■ Records from a collection ■
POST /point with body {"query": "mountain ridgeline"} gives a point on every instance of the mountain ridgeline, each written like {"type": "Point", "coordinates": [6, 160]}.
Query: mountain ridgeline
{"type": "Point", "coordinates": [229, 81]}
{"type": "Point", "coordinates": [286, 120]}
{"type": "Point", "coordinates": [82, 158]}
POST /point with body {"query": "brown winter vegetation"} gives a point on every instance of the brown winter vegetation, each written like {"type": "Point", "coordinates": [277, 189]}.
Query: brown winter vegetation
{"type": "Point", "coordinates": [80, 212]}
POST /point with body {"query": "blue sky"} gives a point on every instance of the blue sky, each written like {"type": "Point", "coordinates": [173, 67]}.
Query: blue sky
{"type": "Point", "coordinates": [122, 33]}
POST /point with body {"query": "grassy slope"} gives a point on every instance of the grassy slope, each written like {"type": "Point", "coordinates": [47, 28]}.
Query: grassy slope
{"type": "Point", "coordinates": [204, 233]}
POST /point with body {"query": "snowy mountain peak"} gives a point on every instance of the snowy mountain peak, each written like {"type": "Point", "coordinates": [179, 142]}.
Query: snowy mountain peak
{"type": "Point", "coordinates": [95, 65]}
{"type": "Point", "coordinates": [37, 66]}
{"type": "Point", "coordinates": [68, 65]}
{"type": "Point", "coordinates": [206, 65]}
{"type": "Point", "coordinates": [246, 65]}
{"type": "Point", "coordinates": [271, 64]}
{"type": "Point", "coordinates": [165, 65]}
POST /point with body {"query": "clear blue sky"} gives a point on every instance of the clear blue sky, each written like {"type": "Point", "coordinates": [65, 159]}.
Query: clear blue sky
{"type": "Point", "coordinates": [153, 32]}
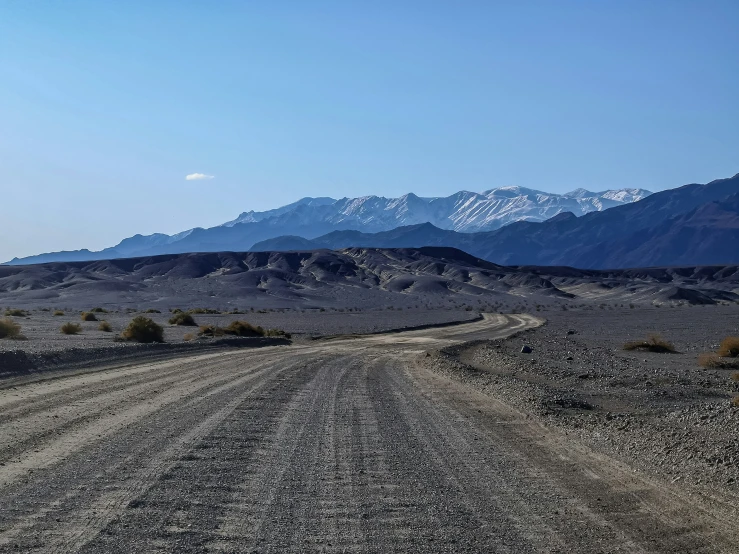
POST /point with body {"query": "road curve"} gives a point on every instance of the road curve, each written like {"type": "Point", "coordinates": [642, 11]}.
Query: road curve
{"type": "Point", "coordinates": [346, 445]}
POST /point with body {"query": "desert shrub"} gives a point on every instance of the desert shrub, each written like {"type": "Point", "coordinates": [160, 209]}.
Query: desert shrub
{"type": "Point", "coordinates": [654, 343]}
{"type": "Point", "coordinates": [71, 329]}
{"type": "Point", "coordinates": [9, 329]}
{"type": "Point", "coordinates": [182, 318]}
{"type": "Point", "coordinates": [244, 329]}
{"type": "Point", "coordinates": [729, 348]}
{"type": "Point", "coordinates": [143, 329]}
{"type": "Point", "coordinates": [276, 333]}
{"type": "Point", "coordinates": [211, 331]}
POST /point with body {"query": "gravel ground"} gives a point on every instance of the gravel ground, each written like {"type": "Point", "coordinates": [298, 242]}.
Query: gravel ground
{"type": "Point", "coordinates": [342, 445]}
{"type": "Point", "coordinates": [661, 413]}
{"type": "Point", "coordinates": [41, 328]}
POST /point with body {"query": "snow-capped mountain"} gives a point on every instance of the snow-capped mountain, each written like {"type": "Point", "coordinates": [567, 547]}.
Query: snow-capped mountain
{"type": "Point", "coordinates": [463, 211]}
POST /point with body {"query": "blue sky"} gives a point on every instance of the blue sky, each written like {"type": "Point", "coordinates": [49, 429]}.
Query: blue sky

■ Prompt ■
Your task is to retype the records above in full and exactly, omitting the pictures.

■ Result for this exercise ■
POST /point with body {"query": "mountain ridgeline"} gives a point on every instance of the mountain ridgeline, each written like {"type": "Point", "coordinates": [6, 160]}.
Query: mountain ridgeline
{"type": "Point", "coordinates": [229, 81]}
{"type": "Point", "coordinates": [286, 120]}
{"type": "Point", "coordinates": [82, 158]}
POST /point with body {"query": "brown winter vegetation"} gives a point on every instance of the brown winter vegetation, each written like {"type": "Point", "coordinates": [277, 189]}.
Query: brown winter vegetation
{"type": "Point", "coordinates": [80, 212]}
POST /point with body {"query": "blue sky"} gives a point on every instance of the blue sky, each written like {"type": "Point", "coordinates": [173, 67]}.
Query: blue sky
{"type": "Point", "coordinates": [122, 33]}
POST /point with body {"query": "grassy slope"} gives a point on every instance of the grassy slope, each written like {"type": "Point", "coordinates": [47, 28]}.
Query: grassy slope
{"type": "Point", "coordinates": [204, 233]}
POST /point with body {"query": "snowy mountain peak"} gives a point on every instance of the snowy mountain peak, each written like {"type": "Point", "coordinates": [179, 142]}.
Query: snowy mountain peak
{"type": "Point", "coordinates": [95, 65]}
{"type": "Point", "coordinates": [37, 66]}
{"type": "Point", "coordinates": [68, 65]}
{"type": "Point", "coordinates": [206, 65]}
{"type": "Point", "coordinates": [246, 65]}
{"type": "Point", "coordinates": [271, 64]}
{"type": "Point", "coordinates": [165, 65]}
POST /point with body {"query": "clear blue sky"} gives a point on every instance of the clear blue sky, each written like {"type": "Point", "coordinates": [65, 159]}.
Query: clear blue sky
{"type": "Point", "coordinates": [153, 32]}
POST /point with body {"query": "road curve"} gives a point on every instance of the road curve, each written like {"type": "Point", "coordinates": [642, 11]}.
Query: road curve
{"type": "Point", "coordinates": [346, 445]}
POST /point with body {"query": "desert shrub"} gives a point on every instance of the desert shrub, each written like {"type": "Point", "coordinates": [160, 209]}.
Query: desert shrub
{"type": "Point", "coordinates": [654, 343]}
{"type": "Point", "coordinates": [71, 329]}
{"type": "Point", "coordinates": [9, 329]}
{"type": "Point", "coordinates": [182, 318]}
{"type": "Point", "coordinates": [244, 329]}
{"type": "Point", "coordinates": [729, 348]}
{"type": "Point", "coordinates": [143, 329]}
{"type": "Point", "coordinates": [276, 333]}
{"type": "Point", "coordinates": [211, 331]}
POST /point with body {"query": "gravel ground"} gives a point on every instance of the gravel ground, each written like {"type": "Point", "coordinates": [298, 242]}.
Query: gravel ground
{"type": "Point", "coordinates": [342, 445]}
{"type": "Point", "coordinates": [661, 413]}
{"type": "Point", "coordinates": [41, 328]}
POST /point with body {"query": "snow-capped mountain"} gives a point on every instance of the snow-capped mountain, each written like {"type": "Point", "coordinates": [567, 547]}.
Query: snow-capped mountain
{"type": "Point", "coordinates": [463, 211]}
POST /point with body {"query": "blue sky"} gives a point on every instance of the blue sky, each written like {"type": "Point", "coordinates": [49, 429]}.
Query: blue sky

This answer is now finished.